- **Selected passage**

····················

I've known for years that it's not only futile, but also bad for my health, to judge other people. The nasty feelings of judgment cause tension in my body, which causes stress, and consequently, illness. It also causes unhappiness. It's funny because I only judge people when I'm already feeling a little unhappy, and then judging them just makes me more miserable (though it can give a false sense of pleasure while I'm doing it.)
I had a peculiar experience this morning: I was driving through Manhattan, when I saw a very heavy woman wearing a very pretty sundress, walking down the street. My first thought was, "Wow, she looks really pretty!" But then I realized the dress was white with black splotches on it - just like a cow - and I thought, "Ugh, what a terrible choice for a dress, particularly for such an overweight person!" So my natural, first inclination was to think kind thoughts about this woman I didn't know. My second thought was to find what was wrong with her.
I heard an interview yesterday with Janine Driver (@newbodylanguage), who is one of the world’s top hostage negotiators, and a professional in the world of analyzing body language. She said, "Don't be judgmental; be curious." And though I've known for ever that I shouldn't be judgmental, being given a positive alternative made it so much easier to swallow.

····················

- **What to do**
Carry on the piece about judging other people from the point where it stops.

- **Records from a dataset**
····················

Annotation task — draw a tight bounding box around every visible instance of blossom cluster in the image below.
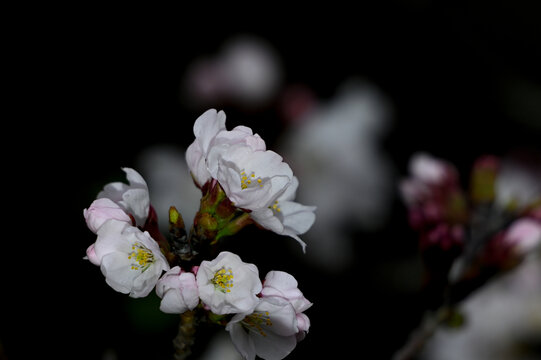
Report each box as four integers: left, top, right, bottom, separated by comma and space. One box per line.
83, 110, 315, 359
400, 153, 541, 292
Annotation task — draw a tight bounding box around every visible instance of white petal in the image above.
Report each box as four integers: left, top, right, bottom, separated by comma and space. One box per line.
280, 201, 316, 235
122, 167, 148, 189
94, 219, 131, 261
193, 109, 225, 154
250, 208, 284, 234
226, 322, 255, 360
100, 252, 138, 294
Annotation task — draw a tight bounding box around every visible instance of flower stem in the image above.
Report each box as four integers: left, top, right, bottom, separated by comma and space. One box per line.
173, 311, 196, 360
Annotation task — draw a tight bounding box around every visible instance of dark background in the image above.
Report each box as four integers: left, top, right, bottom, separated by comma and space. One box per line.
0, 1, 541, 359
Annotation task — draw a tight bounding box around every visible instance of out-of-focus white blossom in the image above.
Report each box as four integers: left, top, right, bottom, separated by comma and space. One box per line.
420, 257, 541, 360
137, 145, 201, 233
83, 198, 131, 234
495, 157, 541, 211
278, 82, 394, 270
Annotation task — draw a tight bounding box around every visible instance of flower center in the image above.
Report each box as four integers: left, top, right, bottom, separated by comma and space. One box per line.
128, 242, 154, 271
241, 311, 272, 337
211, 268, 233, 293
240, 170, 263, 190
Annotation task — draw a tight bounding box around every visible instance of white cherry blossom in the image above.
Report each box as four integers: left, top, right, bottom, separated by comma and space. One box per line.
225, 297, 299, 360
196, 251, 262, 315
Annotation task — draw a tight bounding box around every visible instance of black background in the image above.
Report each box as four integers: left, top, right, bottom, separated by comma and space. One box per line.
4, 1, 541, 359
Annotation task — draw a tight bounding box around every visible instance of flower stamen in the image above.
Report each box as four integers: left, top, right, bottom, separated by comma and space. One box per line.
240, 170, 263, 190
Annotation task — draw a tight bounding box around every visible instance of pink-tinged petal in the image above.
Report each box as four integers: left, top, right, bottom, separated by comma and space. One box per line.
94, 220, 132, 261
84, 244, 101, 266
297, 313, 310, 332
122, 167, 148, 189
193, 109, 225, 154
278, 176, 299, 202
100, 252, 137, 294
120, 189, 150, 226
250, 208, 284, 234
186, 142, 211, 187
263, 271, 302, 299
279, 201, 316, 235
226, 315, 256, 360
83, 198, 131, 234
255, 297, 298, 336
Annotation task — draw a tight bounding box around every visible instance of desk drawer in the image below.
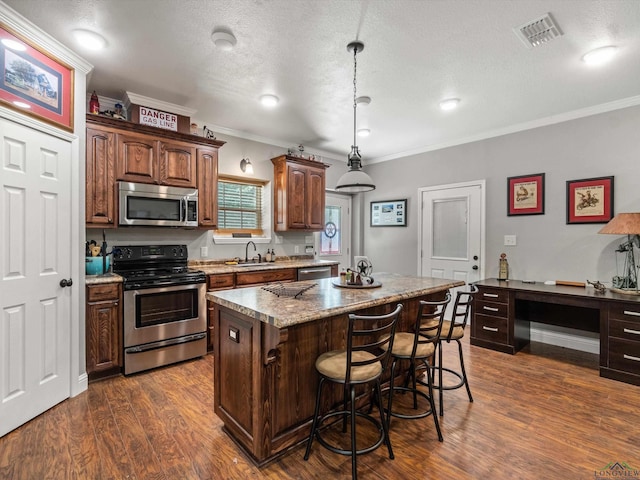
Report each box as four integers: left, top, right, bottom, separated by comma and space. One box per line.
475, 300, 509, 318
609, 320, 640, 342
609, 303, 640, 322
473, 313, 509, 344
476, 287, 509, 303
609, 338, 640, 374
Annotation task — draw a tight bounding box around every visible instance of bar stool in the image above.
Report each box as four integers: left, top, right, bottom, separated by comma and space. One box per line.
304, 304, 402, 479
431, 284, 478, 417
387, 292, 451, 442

····················

- **Exercise response**
I've always been pretty good at choosing curiosity over judgment when it comes to politics. I see people who have a very different political view than I do, and I'm usually able to say to myself, "I think I can see why they would look at it that way," even if I wholeheartedly don't agree with them. But when it comes to things more human, and less ideological, it's harder for me to see the light of curiosity.
I enjoy writing characters I don't like, in part because I like to play therapist to them. I can see their dysfunction and their backstory behind their bad behavior.
Why is Little House on the Prairie's Nellie Oleson the way she is? Because (a) Harriet Oleson was her role model of how to be a woman; and (b) because Harriet taught her that she was better than everyone because she was pretty and rich. This doesn't excuse Nellie for being the way she is (I know, I keep putting her in present tense, when the real person Nellie was loosely based on died in 1949) but having an understanding of why someone is the way they are can give us compassion and forgiveness for them.
So instead of being judgmental, try to be curious about the person. Maybe they had an effed up childhood... maybe they have a different understanding of the dispute you're having with them... maybe they didn't get the same level of education you got... maybe they're on their way to get a root canal and they just can't with you right now.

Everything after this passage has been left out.